Stated task: Return the records below from the line containing "Your task: a point for each instance of the living" onward, exactly, through and including the last line.

++++ Data supplied ++++

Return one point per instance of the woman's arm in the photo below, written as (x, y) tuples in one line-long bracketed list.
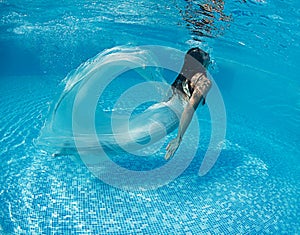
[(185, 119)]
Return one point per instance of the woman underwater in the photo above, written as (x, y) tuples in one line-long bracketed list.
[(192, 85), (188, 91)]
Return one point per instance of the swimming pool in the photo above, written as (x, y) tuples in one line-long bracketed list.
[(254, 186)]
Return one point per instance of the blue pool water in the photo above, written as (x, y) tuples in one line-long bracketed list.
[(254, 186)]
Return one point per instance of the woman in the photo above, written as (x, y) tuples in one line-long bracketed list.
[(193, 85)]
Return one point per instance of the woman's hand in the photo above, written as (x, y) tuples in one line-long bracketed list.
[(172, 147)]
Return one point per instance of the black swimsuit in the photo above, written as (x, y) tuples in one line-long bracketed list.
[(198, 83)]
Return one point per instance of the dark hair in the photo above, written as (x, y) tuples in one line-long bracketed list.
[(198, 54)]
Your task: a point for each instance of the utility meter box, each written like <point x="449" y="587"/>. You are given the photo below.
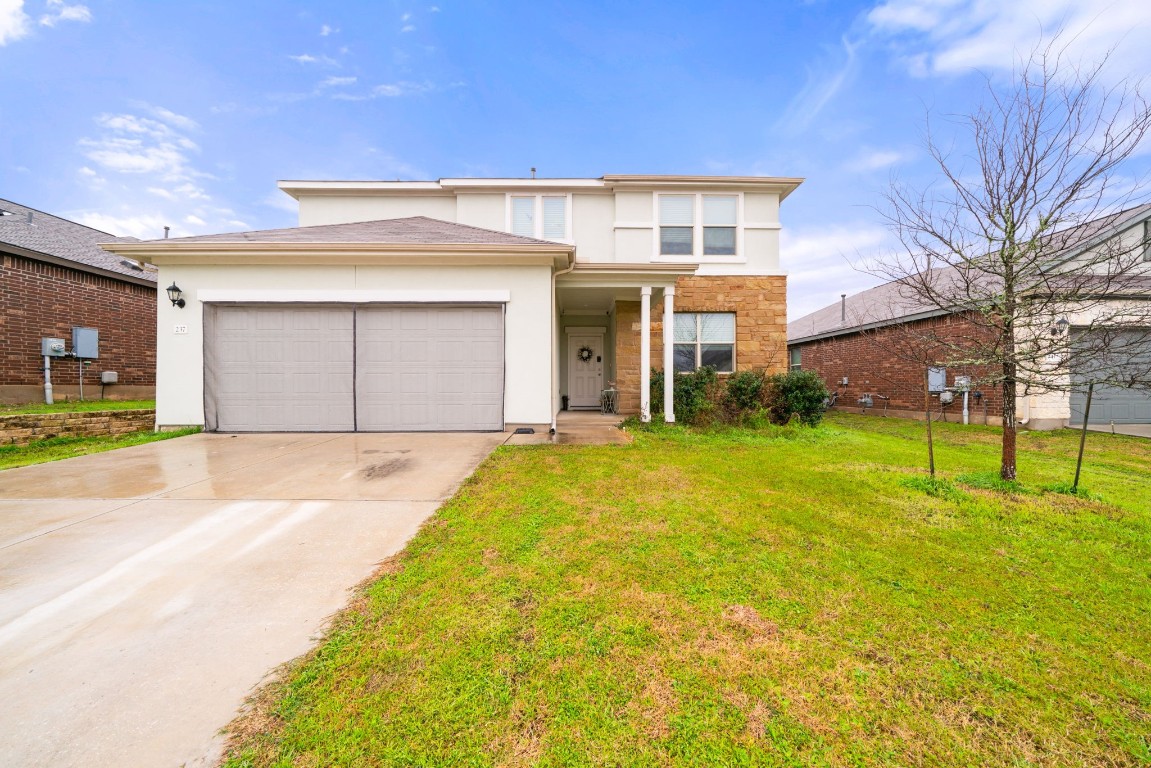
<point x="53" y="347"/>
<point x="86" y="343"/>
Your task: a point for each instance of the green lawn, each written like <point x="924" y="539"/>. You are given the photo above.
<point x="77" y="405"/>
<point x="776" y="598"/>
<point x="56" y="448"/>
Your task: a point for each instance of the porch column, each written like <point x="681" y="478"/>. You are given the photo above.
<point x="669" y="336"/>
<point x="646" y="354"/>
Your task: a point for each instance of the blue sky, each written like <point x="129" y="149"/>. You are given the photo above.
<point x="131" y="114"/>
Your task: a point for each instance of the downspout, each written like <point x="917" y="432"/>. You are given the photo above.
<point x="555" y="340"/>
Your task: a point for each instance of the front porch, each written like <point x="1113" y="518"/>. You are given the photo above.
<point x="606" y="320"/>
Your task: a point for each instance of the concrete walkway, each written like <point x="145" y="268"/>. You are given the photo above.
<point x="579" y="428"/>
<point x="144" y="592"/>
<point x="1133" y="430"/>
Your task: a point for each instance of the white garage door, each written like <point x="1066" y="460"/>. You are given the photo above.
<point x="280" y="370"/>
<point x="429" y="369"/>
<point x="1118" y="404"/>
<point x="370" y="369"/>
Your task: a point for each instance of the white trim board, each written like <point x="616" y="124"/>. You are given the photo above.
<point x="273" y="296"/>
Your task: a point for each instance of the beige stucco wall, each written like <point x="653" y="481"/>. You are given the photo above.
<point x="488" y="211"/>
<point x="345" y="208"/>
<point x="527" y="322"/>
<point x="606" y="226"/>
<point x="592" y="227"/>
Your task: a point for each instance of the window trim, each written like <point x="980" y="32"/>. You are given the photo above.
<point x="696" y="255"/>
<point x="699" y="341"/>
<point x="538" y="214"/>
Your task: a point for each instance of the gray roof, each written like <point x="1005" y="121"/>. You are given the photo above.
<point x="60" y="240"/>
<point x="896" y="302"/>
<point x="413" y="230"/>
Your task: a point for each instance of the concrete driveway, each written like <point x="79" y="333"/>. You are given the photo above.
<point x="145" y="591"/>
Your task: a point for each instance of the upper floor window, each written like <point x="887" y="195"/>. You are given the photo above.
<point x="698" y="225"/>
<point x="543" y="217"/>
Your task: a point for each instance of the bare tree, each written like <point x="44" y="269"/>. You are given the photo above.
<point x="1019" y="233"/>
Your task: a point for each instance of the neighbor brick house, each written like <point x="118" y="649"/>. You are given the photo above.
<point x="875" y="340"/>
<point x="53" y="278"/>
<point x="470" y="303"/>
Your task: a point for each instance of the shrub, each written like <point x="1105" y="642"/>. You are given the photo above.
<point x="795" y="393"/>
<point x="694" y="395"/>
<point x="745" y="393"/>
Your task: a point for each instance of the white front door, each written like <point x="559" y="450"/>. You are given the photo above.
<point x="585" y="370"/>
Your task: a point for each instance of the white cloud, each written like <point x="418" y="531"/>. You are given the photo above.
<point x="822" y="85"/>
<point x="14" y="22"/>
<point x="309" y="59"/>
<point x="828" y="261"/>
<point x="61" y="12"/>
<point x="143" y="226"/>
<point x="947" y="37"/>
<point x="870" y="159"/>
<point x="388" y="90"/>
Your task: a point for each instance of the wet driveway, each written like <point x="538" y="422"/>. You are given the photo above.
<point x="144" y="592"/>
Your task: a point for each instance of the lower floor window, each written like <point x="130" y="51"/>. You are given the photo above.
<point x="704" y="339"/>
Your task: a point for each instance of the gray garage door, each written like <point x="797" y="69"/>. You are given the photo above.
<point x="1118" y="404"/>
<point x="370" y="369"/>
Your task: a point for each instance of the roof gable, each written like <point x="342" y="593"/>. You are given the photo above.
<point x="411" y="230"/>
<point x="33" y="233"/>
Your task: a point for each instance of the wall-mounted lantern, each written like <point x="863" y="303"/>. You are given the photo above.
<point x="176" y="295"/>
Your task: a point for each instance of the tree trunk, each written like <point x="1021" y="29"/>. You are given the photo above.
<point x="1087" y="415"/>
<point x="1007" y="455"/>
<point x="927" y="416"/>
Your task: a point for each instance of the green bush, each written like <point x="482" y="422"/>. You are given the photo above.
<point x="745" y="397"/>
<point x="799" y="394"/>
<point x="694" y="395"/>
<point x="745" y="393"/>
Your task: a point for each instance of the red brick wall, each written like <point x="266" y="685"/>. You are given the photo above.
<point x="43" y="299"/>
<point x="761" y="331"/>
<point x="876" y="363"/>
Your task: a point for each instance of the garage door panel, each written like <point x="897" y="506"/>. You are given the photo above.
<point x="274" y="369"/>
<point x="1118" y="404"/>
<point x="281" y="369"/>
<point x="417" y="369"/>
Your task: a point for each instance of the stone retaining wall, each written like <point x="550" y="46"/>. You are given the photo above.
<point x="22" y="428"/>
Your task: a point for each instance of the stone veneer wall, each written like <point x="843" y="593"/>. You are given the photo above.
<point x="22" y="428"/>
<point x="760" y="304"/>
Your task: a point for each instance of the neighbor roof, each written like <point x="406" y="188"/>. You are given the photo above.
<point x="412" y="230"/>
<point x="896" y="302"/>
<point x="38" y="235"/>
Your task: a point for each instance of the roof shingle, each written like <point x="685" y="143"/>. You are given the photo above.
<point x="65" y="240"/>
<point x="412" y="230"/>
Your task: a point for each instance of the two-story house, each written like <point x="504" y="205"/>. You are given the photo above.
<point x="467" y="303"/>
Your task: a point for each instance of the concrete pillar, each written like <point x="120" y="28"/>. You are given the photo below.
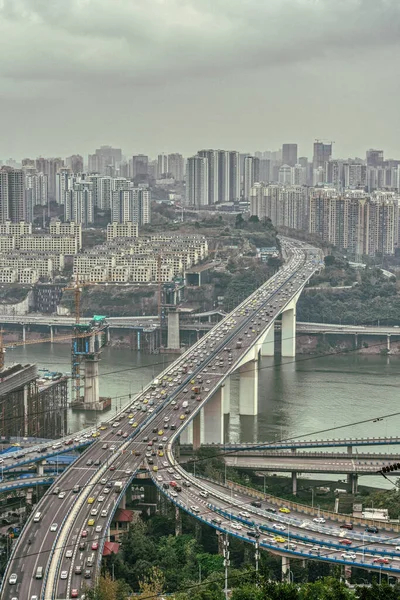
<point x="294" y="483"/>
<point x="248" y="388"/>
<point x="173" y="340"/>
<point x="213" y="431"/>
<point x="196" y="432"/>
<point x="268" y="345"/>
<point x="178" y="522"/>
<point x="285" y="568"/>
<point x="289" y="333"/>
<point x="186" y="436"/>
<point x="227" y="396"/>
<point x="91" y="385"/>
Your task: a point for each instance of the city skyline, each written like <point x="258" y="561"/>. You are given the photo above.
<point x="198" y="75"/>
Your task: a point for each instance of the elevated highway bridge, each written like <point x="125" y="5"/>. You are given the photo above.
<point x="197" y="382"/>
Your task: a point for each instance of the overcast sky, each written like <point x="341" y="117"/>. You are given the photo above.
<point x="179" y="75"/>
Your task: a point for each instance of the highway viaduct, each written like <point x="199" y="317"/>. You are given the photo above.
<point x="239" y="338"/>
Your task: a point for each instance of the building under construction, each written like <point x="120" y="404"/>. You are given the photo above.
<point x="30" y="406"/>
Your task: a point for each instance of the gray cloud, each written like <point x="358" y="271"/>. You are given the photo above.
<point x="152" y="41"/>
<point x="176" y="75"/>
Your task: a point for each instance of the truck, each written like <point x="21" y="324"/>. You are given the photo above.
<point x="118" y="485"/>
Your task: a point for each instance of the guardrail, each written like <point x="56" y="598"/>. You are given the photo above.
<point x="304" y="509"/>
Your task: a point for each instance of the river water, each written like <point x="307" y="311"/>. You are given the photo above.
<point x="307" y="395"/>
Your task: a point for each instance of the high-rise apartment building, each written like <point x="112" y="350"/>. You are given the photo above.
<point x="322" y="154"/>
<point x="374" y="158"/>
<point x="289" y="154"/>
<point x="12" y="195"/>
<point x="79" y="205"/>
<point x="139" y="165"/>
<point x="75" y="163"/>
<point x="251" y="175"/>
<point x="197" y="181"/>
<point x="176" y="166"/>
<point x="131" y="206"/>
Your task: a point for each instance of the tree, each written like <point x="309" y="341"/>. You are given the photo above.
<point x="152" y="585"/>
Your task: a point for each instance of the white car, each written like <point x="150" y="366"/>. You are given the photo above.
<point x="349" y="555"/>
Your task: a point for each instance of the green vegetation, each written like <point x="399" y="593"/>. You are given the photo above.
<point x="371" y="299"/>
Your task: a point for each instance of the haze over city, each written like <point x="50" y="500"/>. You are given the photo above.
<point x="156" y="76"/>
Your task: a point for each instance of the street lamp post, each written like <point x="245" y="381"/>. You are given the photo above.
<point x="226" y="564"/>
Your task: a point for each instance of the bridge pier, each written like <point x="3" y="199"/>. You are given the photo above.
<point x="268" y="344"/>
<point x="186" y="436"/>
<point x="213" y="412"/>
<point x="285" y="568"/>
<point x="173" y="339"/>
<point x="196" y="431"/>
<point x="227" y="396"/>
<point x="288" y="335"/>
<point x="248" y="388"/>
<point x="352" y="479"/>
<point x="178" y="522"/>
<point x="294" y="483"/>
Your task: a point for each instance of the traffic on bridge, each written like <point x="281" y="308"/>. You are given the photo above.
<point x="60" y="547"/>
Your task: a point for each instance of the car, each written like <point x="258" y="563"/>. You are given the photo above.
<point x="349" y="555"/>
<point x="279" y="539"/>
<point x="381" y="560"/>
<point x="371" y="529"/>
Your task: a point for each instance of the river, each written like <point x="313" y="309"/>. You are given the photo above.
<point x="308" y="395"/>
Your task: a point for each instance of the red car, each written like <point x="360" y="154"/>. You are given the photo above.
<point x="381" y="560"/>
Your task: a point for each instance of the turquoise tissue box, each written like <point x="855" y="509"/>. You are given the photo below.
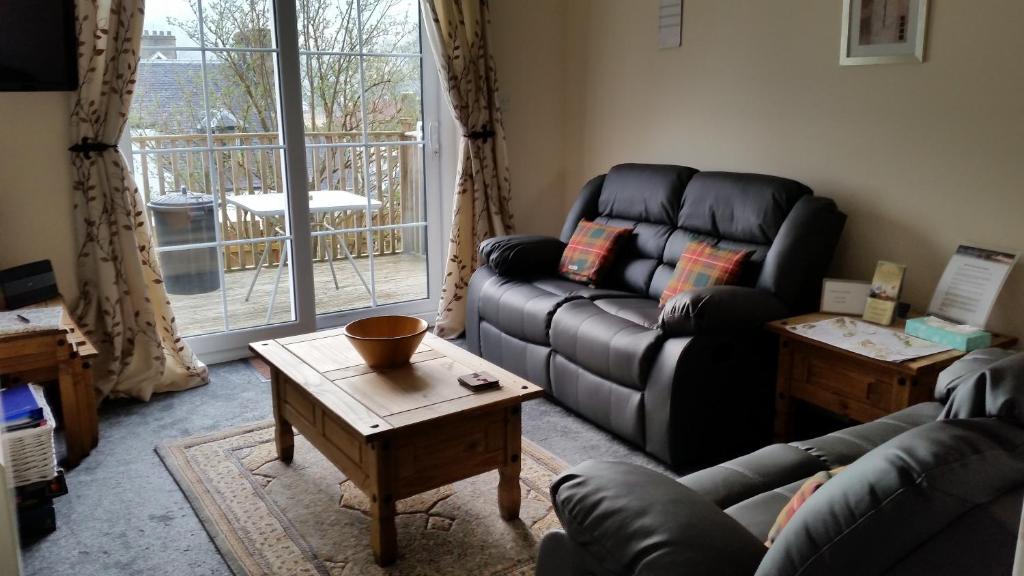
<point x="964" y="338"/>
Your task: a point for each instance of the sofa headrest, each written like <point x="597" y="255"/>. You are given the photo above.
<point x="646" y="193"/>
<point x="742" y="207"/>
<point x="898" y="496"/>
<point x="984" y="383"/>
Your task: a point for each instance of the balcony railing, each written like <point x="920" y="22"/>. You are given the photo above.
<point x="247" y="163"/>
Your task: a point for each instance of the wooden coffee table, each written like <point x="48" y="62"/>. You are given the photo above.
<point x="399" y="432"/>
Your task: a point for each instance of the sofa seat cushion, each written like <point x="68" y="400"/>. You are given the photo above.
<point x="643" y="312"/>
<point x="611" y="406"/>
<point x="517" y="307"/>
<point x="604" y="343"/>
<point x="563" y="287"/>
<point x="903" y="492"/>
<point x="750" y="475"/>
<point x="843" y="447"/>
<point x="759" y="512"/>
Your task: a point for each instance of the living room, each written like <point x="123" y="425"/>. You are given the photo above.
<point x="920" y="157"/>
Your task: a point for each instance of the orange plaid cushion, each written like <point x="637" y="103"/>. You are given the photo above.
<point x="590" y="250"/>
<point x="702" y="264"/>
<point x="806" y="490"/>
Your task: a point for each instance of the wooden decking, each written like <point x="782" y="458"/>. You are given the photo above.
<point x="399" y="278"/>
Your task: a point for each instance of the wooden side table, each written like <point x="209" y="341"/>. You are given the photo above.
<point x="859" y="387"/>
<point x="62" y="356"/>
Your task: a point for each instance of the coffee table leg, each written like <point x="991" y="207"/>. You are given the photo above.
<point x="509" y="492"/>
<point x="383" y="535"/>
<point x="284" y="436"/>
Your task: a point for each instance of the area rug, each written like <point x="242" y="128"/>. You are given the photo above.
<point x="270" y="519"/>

++++

Full solution:
Your task: a point for each instance of the living room, each written like <point x="123" y="425"/>. You are given the photo above.
<point x="920" y="157"/>
Your task: a point for each instance of the orange plaid cushion, each written like <point x="637" y="103"/>. You are given the photo above.
<point x="590" y="250"/>
<point x="702" y="264"/>
<point x="806" y="490"/>
Your task: a point for each instance of the wooden decking, each written like <point x="782" y="458"/>. You are given the photo above.
<point x="399" y="278"/>
Your task: a point for each instance of the wooden side table, each written like <point x="209" y="341"/>. You are given the photo above.
<point x="859" y="387"/>
<point x="62" y="356"/>
Your task: a point for each instance of the coffee table leg, each written like <point x="991" y="207"/>. You are given the photo above.
<point x="509" y="492"/>
<point x="383" y="535"/>
<point x="284" y="436"/>
Your task: a point for each instance of the area rug, each written like <point x="242" y="128"/>. You are given the photo above.
<point x="270" y="519"/>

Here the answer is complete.